— Start of Supplied data —

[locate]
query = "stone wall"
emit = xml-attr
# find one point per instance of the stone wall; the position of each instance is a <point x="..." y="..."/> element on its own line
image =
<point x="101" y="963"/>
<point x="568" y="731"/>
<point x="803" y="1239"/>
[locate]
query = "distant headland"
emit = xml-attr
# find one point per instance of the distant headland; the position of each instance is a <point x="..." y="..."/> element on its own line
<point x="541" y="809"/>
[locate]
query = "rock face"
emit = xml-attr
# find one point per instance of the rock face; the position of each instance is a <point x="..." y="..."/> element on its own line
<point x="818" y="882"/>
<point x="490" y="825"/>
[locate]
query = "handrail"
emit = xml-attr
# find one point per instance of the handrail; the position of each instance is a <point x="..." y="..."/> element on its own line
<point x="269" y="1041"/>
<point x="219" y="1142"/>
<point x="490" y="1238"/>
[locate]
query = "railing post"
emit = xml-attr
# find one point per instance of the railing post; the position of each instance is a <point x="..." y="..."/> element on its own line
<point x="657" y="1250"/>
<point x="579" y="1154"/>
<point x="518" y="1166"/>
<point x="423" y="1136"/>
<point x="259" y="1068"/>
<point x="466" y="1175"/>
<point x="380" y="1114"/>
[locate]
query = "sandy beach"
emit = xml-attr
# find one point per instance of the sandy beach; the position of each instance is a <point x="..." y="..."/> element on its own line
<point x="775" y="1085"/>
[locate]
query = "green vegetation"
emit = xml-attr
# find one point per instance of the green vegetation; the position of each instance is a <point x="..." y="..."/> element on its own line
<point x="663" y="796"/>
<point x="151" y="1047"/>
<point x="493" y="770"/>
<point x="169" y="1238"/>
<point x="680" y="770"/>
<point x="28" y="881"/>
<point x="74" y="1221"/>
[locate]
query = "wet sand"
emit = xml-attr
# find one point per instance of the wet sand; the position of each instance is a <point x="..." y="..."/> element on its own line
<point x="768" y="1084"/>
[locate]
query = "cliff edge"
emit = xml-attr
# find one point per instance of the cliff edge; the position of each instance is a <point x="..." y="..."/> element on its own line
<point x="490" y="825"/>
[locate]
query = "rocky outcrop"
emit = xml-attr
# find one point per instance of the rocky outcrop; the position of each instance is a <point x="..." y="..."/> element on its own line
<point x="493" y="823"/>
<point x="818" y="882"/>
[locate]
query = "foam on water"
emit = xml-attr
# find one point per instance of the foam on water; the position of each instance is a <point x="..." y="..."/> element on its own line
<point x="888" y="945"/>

— End of Supplied data —

_Work instructions_
Set every line of the listing down word for word.

_Answer in full_
[locate]
query = "stone wall"
emit = xml-attr
# find one point per instance of the stone wall; the position of each instance is a <point x="..." y="..."/> element on its own line
image =
<point x="101" y="963"/>
<point x="568" y="731"/>
<point x="803" y="1239"/>
[locate]
query = "distant headland"
emit = xml-attr
# find one point per instance of the distant headland; the position of each instance is a <point x="..." y="..."/> element on its own line
<point x="541" y="809"/>
[locate]
query = "rock face"
emit = xml-attr
# find one point per instance of the rock face; the position of each instance is a <point x="..." y="..."/> element on its own line
<point x="818" y="882"/>
<point x="490" y="825"/>
[locate]
query = "handrail"
emit = xml-attr
# find one point per instance of the handrail; the position of each instance is a <point x="..." y="..."/> element on its own line
<point x="269" y="1041"/>
<point x="219" y="1142"/>
<point x="490" y="1238"/>
[locate]
query = "railing post"
emit = xml-attr
# find one point per instance of the railing post; the position of each instance is a <point x="..." y="..."/> element on its own line
<point x="657" y="1250"/>
<point x="579" y="1154"/>
<point x="518" y="1166"/>
<point x="423" y="1136"/>
<point x="259" y="1068"/>
<point x="466" y="1175"/>
<point x="380" y="1114"/>
[locate]
query = "sandy beach"
emit = xml-attr
# find one point per instance of the sandy beach; the position of each instance is a <point x="..." y="..."/> element on its own line
<point x="775" y="1085"/>
[locate]
query = "green vegetation"
emit = xml-attr
# find one point per instance of the green vegetation; the position of each instance is a <point x="..." y="..."/> element on its own line
<point x="663" y="796"/>
<point x="151" y="1047"/>
<point x="493" y="770"/>
<point x="169" y="1238"/>
<point x="680" y="770"/>
<point x="28" y="881"/>
<point x="74" y="1221"/>
[locate]
query = "wet sand"
emit = xml-attr
# find one point per instance of the wet sand; the position of each instance is a <point x="..." y="..."/> element on its own line
<point x="768" y="1084"/>
[locate]
query = "cliff edge"
emit = xml-attr
# find one point per instance of the cliff edge; the position of each instance is a <point x="..." y="..."/> element on its own line
<point x="490" y="825"/>
[locate]
query = "rocky outcrop"
emit = xml-attr
# find one point per instance of the rocky outcrop; the position of each instance is a <point x="..." y="..."/> element on its own line
<point x="493" y="823"/>
<point x="818" y="882"/>
[locate]
query = "foam on water"
emit = xml-attr
# find one point per instance of the foam on water; the position of each instance is a <point x="..." y="..."/> element on its own line
<point x="888" y="945"/>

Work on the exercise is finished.